WHAT YOU WILL DO -
1/ Do the following statements agree with the text on Ayurvedic medicine? Answer each with yes or no, and quote the words of the text that decide it. (a) In the 2009 study, the pitta group lost the most weight after three months of therapy. (b) Most of the 200 subjects were kapha-dominant. (c) Ayurveda holds that a single herb can cure the imbalance of doshas for everyone.
2/ Can you write out the stretch of the text on Ayurvedic medicine from "Ayurvedic medicine rests" through "the three doshas." again, swapping "oxidative stress" for "cellular stress"?

While fast weight loss isn’t necessarily the primary goal, Ayurvedic medicine can help someone shed excess weight naturally using a healthy diet, stress reduction and even essential oils for weight loss. A 2009 study conducted by the NutriHealth Systems Center in New Delhi, India, found that adjusting someone’s healthy diet to take into account individual food preferences and needs helped participants lose weight effectively. This is likely because Ayurveda promotes compliance and believes that a diet should be balanced, practical and easy to follow.
Among the 200 subjects, 27.5 percent were vatta with lean body types, 41.5 percent were pitta with medium body types and 31 percent were kapha-dominant with larger body types. At the beginning, kapha and pitta people weighed more than vatta people. After the three months of therapy, the pitta group lost the most weight. The decrease in all measurements was higher in pitta and kapha people than in vatta individuals, and the diets based on Ayurvedic constitution proved to be useful in promoting weight loss for those who needed it.
Ayurvedic medicine rests on the assumption that a combination of a poor diet, bad digestion, not enough rest or sleep and insufficient air (vaayu) inhaled cause oxidative stress and inflammation. This results in an imbalance in metabolism — or in other words — in the three doshas.
The focus of Ayurvedic healing looks at using various ways of reducing inflammation with hopes of regulating the heart and circulatory system, digestive tract and the means of elimination of wastes. People are prescribed a combination of herbal treatments, antioxidants to quench free radicals, exercise that is gentle but boosts metabolism and circulation and a combination of phytochemicals from natural herbs. By addressing many factors including stress, individual food intolerances, overstimulation and a lack of nutrients, many people experience lower levels of inflammation and increased energy and healing.
Researchers have found that one benefit of Ayurveda is the belief that one herb or one drug alone cannot cure the imbalance of doshas for everyone. Therefore in most of the cases, Ayurveda practitioners recommend a combination of herbs and plants or staple foods for different inflammatory treatments. A good example is the ancient recommendation for an herbal formulation of beneficial turmeric in combination with black pepper.
Studies have found this mixture together increases the bioavailibilty of beneficial compounds, reduces toxicity and speeds healing. It’s now known that the bioavailibity of curcumin (active ingredient of turmeric) is increased by piperine (an active compound in black pepper) by preventing the glucuronidation of the curcumin.

EXTRACTED DATA -
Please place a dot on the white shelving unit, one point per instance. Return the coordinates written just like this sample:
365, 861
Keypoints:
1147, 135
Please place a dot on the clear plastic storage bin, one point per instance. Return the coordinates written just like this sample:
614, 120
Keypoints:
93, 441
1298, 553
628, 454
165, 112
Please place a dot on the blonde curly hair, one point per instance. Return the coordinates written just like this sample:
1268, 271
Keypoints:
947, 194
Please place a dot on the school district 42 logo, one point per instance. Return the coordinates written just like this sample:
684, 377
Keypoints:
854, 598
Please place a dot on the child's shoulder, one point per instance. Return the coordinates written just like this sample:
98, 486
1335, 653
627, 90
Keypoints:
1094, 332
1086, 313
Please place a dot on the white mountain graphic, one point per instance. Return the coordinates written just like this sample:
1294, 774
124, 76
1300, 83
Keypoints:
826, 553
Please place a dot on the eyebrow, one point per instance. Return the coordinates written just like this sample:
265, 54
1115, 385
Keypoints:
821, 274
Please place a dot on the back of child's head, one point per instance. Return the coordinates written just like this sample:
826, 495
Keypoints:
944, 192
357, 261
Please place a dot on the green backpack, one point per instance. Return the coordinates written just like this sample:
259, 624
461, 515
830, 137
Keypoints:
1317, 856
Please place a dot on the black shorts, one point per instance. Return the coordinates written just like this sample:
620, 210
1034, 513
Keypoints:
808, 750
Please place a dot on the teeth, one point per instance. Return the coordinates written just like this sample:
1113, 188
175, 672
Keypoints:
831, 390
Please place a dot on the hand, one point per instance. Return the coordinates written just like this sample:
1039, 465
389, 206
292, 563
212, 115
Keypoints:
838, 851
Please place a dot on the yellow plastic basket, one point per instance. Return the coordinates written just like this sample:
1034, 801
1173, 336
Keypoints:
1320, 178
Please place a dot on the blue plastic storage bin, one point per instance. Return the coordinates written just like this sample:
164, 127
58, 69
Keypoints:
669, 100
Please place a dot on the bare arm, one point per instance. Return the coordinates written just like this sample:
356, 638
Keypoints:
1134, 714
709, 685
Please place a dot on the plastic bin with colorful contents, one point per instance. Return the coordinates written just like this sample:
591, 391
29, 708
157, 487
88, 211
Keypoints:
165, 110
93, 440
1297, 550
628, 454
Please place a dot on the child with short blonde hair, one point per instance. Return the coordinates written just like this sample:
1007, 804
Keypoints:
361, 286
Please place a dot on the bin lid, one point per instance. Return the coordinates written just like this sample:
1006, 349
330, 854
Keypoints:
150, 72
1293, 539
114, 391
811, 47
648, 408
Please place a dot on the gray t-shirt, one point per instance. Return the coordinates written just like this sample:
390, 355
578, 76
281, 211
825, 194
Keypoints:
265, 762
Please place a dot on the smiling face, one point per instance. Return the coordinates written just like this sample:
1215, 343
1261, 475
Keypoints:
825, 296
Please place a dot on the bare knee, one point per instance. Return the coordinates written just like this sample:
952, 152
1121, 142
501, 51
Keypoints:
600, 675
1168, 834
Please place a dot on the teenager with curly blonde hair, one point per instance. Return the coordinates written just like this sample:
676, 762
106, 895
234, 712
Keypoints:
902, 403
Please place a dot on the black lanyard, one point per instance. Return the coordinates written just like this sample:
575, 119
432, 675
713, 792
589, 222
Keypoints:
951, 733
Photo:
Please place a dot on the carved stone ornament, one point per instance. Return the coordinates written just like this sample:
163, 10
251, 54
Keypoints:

ANSWERS BY TASK -
1/
(a) Yes: "After the three months of therapy, the pitta group lost the most weight."
(b) No: "41.5 percent were pitta with medium body types and 31 percent were kapha-dominant with larger body types."
(c) No: "one herb or one drug alone cannot cure the imbalance of doshas for everyone."

2/
Ayurvedic medicine rests on the assumption that a combination of a poor diet, bad digestion, not enough rest or sleep and insufficient air (vaayu) inhaled cause cellular stress and inflammation. This results in an imbalance in metabolism — or in other words — in the three doshas.